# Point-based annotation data
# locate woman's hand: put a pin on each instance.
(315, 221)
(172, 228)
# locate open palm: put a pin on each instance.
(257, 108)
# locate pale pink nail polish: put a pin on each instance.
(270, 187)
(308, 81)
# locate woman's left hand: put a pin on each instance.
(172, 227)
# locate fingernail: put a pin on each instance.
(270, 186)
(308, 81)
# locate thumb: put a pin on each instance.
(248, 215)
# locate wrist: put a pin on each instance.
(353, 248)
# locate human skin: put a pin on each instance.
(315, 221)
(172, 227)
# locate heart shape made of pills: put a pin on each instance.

---

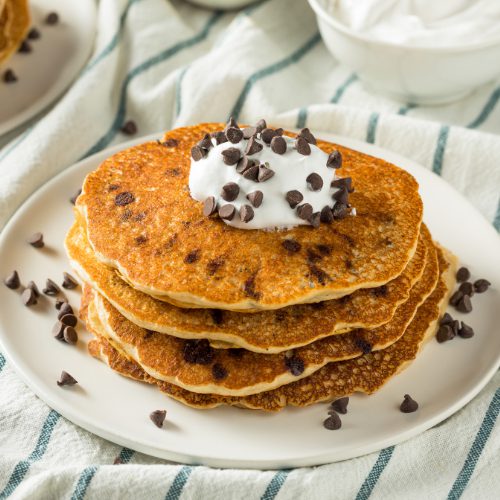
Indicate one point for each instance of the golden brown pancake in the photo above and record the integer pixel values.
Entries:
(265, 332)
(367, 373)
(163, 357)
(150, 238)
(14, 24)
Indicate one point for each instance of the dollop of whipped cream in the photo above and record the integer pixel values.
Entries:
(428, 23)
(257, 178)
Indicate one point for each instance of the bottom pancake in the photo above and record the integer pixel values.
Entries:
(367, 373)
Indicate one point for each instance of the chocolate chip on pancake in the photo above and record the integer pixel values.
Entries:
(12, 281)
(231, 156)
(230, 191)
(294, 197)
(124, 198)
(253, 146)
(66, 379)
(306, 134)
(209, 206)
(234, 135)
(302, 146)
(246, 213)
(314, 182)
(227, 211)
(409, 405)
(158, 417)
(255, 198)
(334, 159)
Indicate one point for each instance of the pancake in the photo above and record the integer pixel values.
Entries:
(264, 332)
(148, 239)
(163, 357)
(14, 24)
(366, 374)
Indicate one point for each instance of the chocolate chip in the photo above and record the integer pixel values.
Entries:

---

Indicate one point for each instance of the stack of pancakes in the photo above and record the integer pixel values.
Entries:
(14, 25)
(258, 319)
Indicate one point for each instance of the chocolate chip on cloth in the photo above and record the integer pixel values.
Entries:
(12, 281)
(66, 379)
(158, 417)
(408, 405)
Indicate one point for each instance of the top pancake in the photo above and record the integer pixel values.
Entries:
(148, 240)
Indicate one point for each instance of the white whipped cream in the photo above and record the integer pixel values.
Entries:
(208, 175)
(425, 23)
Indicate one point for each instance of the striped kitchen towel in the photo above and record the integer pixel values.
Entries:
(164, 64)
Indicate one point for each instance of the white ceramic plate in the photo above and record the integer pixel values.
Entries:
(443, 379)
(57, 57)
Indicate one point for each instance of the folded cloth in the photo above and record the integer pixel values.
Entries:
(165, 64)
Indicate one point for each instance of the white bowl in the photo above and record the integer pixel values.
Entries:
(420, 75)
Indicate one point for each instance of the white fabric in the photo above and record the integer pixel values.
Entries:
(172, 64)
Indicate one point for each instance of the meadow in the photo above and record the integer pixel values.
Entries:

# Brief
Return each line of the listing above that contains the word "locate".

# Response for this exercise
# locate woman's hand: put a pin on each instance.
# locate open palm: put a pin on each instance.
# locate pale pink nail polish: put a pin on each instance.
# locate woman's left hand: put a pin on each instance.
# locate fingernail: put a pin on each instance.
# locate thumb: put a pin on each instance.
# locate wrist: put a pin on each instance.
# locate human skin: put a pin on each instance.
# locate heart shape made of pills: put a pin on each instance.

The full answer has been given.